| TASK |
For the listing below, report all lines that hold the word "dirt".

──────────

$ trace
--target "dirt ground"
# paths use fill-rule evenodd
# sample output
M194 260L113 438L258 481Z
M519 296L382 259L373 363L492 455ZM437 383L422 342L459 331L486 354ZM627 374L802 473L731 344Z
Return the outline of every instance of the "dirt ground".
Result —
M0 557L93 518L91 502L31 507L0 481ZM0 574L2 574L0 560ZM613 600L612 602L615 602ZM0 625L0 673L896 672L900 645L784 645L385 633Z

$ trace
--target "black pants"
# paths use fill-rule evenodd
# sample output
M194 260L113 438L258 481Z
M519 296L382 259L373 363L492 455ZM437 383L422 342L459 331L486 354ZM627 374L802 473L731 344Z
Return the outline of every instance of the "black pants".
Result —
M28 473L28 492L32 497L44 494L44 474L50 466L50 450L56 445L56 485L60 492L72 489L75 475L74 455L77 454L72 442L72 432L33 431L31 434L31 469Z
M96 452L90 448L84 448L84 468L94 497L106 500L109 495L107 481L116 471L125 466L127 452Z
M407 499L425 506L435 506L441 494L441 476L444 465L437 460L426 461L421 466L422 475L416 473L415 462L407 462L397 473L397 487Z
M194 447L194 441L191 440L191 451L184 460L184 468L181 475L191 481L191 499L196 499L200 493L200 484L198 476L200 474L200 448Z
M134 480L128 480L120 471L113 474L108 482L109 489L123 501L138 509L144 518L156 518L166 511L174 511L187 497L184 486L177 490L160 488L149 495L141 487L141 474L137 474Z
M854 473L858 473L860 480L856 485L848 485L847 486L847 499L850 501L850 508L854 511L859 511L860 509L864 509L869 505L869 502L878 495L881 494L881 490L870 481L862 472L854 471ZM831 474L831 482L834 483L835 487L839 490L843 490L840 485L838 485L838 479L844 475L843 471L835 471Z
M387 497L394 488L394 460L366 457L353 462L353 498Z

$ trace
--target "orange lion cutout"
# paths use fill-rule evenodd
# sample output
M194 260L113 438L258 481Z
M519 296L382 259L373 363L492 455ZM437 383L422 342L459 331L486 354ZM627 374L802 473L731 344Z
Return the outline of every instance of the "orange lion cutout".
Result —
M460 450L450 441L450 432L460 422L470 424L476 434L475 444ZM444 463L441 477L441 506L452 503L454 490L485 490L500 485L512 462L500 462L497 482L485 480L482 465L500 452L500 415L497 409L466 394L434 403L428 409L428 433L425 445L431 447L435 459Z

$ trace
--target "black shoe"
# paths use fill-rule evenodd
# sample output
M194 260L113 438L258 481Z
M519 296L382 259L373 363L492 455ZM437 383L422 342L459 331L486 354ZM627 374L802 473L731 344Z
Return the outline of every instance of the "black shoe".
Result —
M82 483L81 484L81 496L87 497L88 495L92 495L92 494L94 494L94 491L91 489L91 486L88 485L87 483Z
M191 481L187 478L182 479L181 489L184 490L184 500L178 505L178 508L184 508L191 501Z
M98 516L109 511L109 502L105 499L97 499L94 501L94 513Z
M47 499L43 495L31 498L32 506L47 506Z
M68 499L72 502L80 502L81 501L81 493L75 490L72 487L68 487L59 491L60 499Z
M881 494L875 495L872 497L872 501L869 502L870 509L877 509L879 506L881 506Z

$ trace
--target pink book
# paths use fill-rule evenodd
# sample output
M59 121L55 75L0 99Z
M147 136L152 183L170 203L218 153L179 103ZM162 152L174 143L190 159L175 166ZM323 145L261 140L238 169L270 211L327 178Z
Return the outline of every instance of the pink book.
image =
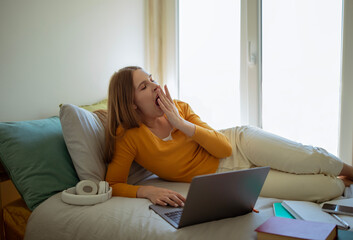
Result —
M255 229L258 239L335 239L333 223L271 217Z

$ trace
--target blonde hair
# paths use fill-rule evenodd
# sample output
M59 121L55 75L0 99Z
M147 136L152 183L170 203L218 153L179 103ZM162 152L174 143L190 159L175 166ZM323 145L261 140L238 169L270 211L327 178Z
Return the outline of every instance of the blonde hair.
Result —
M123 129L140 126L140 118L133 108L134 103L134 71L142 69L129 66L115 72L110 79L108 89L108 124L106 127L105 162L110 163L117 139L116 130L119 125ZM120 137L120 136L119 136Z

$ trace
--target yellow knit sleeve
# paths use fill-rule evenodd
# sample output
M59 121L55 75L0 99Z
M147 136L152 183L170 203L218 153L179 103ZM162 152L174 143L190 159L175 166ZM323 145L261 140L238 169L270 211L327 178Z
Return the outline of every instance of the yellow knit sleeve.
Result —
M196 125L196 123L194 123ZM200 144L216 158L225 158L232 155L232 146L226 136L216 130L210 130L196 125L192 139Z
M225 158L232 154L232 146L226 136L203 122L187 103L176 101L176 104L185 120L196 126L195 134L191 137L194 141L216 158Z
M113 189L113 196L135 198L139 186L127 184L130 167L136 155L136 148L125 134L115 143L112 161L108 165L106 181Z

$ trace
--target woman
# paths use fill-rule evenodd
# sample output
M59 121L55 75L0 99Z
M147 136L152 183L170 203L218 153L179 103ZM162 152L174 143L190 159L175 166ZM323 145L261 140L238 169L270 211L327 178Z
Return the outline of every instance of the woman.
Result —
M185 198L177 192L128 185L132 161L163 179L180 182L190 182L202 174L267 165L282 172L353 179L353 168L323 149L302 146L257 128L234 128L230 137L235 136L236 146L232 149L224 134L202 122L188 104L173 101L167 86L164 91L139 67L120 69L111 78L106 181L114 196L147 198L159 205L184 205ZM283 153L294 153L296 158L282 159ZM281 159L276 159L278 156ZM333 186L337 184L343 185L335 177Z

──────────

| COMPLETED TASK |
--target "dirt ground"
Return the outline of every instance of the "dirt ground".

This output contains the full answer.